### To do
An exact copy of the listing is what is needed; please output it in full.

### Extracted records
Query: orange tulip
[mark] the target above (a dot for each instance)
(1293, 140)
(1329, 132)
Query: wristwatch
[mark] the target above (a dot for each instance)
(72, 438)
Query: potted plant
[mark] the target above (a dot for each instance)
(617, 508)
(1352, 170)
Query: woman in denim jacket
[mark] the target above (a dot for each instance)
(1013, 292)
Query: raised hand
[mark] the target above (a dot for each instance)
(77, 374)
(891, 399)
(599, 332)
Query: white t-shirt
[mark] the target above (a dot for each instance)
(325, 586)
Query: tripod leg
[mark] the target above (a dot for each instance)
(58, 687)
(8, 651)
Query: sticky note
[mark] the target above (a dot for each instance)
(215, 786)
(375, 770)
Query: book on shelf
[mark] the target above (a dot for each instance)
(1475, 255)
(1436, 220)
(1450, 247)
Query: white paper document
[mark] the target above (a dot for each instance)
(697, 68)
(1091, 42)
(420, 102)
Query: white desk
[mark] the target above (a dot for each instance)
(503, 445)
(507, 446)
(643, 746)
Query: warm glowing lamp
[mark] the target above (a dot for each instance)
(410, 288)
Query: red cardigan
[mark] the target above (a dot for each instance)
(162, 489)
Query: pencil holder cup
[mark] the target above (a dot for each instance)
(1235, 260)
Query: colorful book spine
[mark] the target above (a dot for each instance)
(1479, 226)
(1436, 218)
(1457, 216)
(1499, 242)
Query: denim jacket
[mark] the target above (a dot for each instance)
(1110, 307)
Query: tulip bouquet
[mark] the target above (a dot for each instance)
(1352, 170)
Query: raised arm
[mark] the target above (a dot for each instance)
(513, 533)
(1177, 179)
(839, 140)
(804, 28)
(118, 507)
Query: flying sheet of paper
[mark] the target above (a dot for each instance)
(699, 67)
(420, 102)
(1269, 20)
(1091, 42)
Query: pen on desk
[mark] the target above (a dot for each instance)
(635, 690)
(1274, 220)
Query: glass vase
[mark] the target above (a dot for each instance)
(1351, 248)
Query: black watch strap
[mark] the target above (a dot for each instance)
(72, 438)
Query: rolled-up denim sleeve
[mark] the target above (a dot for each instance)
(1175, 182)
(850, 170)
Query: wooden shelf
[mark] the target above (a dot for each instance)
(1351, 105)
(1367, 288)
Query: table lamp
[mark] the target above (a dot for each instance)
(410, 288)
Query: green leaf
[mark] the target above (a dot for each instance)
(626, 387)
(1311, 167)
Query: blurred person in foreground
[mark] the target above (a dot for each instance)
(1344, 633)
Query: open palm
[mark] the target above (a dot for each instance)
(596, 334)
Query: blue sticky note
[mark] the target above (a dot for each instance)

### Your solution
Query: orange tulip
[mark] the target above (a dot for each instance)
(1293, 140)
(1329, 132)
Query: wristwatch
[mark] the target above (a dot for each instance)
(72, 438)
Query: potted plant
[mark] the target above (a dot for each instance)
(617, 508)
(1352, 170)
Query: woman in denim jacket
[mark] the target above (a dot for each instance)
(1013, 292)
Query: raised hand
[mark] the target above (a dot for each instance)
(77, 374)
(891, 399)
(599, 332)
Query: white t-shirt
[mark] the target above (a dot for each instance)
(325, 586)
Query: tripod leg
[mark] the target above (a dot for each instance)
(58, 687)
(8, 651)
Query: sticky note
[mark] the target above (a dot for each instance)
(215, 786)
(375, 770)
Query: book on shelf
[mark] the target above (a dot for each instance)
(1475, 255)
(1436, 220)
(1450, 247)
Query: white paper document
[mark] the target above (a dot for each instance)
(697, 68)
(1091, 42)
(420, 102)
Query: white desk
[mark] the target above (a dot for each instance)
(503, 445)
(507, 446)
(643, 746)
Query: warm glowing lamp
[mark] the target above (a dot for each instance)
(410, 288)
Query: red cardigan
[mark] the target above (a dot for each instance)
(162, 489)
Query: pencil holder cup
[mark] the target above (a dot for each instance)
(1235, 260)
Query: colorful book spine
[mark] the target above (a dot for each instance)
(1479, 226)
(1436, 218)
(1457, 216)
(1499, 242)
Query: denim jacket
[mark] the target above (a dot for each instance)
(1110, 307)
Query: tulip bouquet
[mark] the target above (a dot for each instance)
(1352, 170)
Query: raised arm
[mark] the target above (a dot for each instance)
(513, 533)
(1177, 179)
(839, 140)
(804, 28)
(118, 507)
Query: flying sheet of paper
[mark] the target above (a dot for each instance)
(699, 67)
(420, 102)
(1269, 20)
(1091, 42)
Query: pen on desk
[mark] the target above (a dot for each instance)
(635, 690)
(1274, 220)
Query: glass vase
[mark] the target above (a dot for each instance)
(1351, 248)
Query: black watch strap
[mark] the target above (a dot for each instance)
(72, 438)
Query: rolled-up denim sleeve
[mark] the target above (a dot for each instance)
(1175, 182)
(850, 170)
Query: wooden shelf
[mark] the target above (a dot for each instance)
(1351, 105)
(1367, 288)
Query: table lamp
[mark] the target above (a dot for each instance)
(410, 288)
Query: green leaf
[mark] the target above (a dot for each instance)
(626, 387)
(1311, 167)
Query: blurred person in foreground
[mark] the target above (a dot for each instance)
(1344, 633)
Query: open palm
[mark] the target above (a dot for each instance)
(596, 334)
Query: blue sticky note
[mark] the target above (a dot for each instance)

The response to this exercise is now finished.